-- Begin DATA FOR THIS TASK --

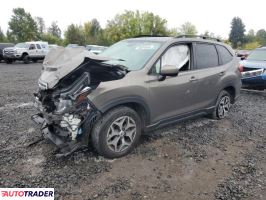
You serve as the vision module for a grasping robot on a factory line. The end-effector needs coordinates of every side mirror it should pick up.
[160,65,179,76]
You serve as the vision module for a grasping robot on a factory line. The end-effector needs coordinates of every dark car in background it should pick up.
[240,47,266,90]
[236,50,250,60]
[86,45,107,54]
[0,43,15,61]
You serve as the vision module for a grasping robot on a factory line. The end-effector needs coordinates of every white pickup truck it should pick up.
[3,41,49,64]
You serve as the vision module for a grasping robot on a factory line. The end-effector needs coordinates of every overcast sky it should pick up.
[0,0,266,38]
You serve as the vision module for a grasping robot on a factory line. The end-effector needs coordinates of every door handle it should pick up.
[219,71,224,76]
[189,76,198,82]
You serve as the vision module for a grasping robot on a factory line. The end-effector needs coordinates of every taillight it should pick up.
[238,64,244,72]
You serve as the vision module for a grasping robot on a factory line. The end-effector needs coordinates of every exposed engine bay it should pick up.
[32,48,128,156]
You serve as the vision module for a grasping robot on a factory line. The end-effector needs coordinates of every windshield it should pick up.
[99,40,162,70]
[15,43,28,48]
[247,49,266,61]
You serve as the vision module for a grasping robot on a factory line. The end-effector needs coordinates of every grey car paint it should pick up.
[88,38,241,126]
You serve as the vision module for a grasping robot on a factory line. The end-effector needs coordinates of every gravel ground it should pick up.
[0,63,266,200]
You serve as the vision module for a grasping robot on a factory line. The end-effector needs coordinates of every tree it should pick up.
[229,17,246,48]
[8,8,38,42]
[35,17,45,34]
[104,10,168,43]
[41,33,63,45]
[48,21,61,38]
[256,29,266,45]
[178,22,198,35]
[64,24,85,45]
[0,27,6,42]
[83,19,103,44]
[244,29,256,43]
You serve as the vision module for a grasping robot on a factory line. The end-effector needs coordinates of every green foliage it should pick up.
[242,41,261,50]
[83,19,103,44]
[8,8,38,42]
[104,10,168,43]
[256,29,266,46]
[178,22,198,35]
[229,17,245,48]
[40,33,63,46]
[0,27,6,42]
[35,17,45,34]
[64,24,85,45]
[47,22,61,38]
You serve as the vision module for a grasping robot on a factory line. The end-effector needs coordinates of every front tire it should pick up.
[91,107,141,158]
[211,90,232,119]
[23,55,30,64]
[5,59,13,64]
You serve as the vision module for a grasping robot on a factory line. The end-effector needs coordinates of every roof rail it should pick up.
[175,35,221,42]
[134,35,169,38]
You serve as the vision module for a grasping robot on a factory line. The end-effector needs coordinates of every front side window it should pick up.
[195,43,219,69]
[151,45,190,74]
[247,49,266,61]
[15,43,28,48]
[29,44,36,50]
[36,44,41,49]
[99,40,162,71]
[216,45,233,65]
[162,45,190,69]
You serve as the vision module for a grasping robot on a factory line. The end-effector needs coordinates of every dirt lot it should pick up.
[0,63,266,200]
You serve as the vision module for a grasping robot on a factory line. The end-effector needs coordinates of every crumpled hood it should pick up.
[39,47,110,89]
[4,47,27,51]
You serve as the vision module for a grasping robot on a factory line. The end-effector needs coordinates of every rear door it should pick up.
[194,42,225,109]
[36,44,43,58]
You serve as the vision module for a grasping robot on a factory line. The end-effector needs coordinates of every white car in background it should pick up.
[86,45,108,54]
[3,41,49,64]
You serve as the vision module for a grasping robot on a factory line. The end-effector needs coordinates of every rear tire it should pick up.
[211,90,232,120]
[91,106,141,158]
[23,55,30,64]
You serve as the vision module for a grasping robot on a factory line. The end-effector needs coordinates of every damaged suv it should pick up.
[32,36,241,158]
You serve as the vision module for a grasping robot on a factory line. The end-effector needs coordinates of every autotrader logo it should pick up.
[0,188,54,200]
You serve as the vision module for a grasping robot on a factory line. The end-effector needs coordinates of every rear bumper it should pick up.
[241,74,266,88]
[3,54,22,60]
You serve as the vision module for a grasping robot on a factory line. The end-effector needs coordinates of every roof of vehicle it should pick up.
[127,36,224,44]
[257,46,266,50]
[25,41,48,44]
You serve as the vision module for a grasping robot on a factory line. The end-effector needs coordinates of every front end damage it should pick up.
[31,48,127,156]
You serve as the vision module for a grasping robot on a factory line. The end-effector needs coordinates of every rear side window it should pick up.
[195,43,219,69]
[216,45,233,65]
[36,44,41,49]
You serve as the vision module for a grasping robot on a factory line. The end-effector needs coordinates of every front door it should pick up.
[148,44,200,123]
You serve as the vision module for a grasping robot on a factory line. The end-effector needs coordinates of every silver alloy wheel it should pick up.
[218,96,231,119]
[107,116,137,152]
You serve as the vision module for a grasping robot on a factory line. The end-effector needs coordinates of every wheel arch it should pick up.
[223,85,236,103]
[99,97,150,130]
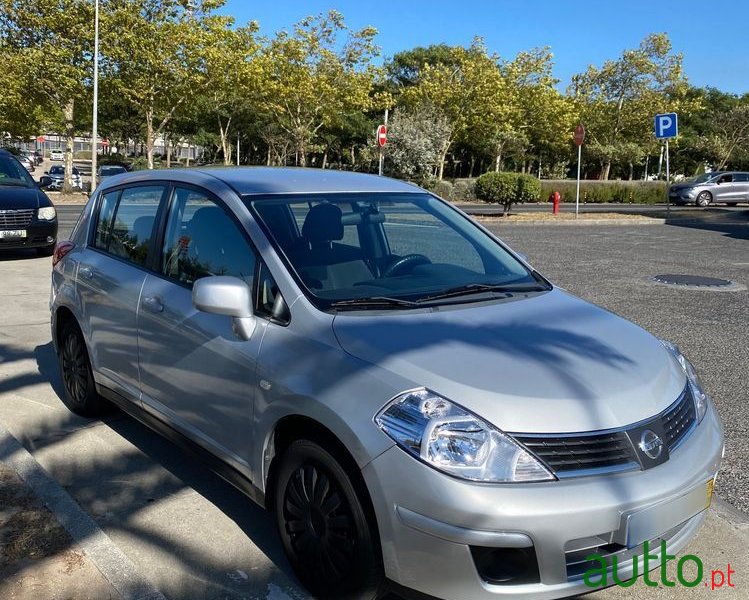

-- End DATA FOR THIS TASK --

## [AIM OF THE EXERCISE]
Render the lines as a JSON list of strings, one string per line and no blank lines, from the line containing "rail it should pick up." up to and including the line containing "[162,45,190,69]".

## [RESULT]
[
  "You serve as the vision module for a grasping robot on a factory line. The end-effector needs coordinates of every roof rail it should pick up.",
  "[175,35,221,42]",
  "[134,35,169,38]",
  "You serve as the vision module for a grasping robot on a factory line. The end-effector needs coordinates of every front side window it should pick up.",
  "[195,43,219,69]",
  "[151,45,190,74]",
  "[247,49,266,61]",
  "[15,43,28,48]",
  "[29,44,36,50]",
  "[36,44,41,49]",
  "[99,40,162,71]",
  "[216,45,233,65]",
  "[162,45,190,69]"
]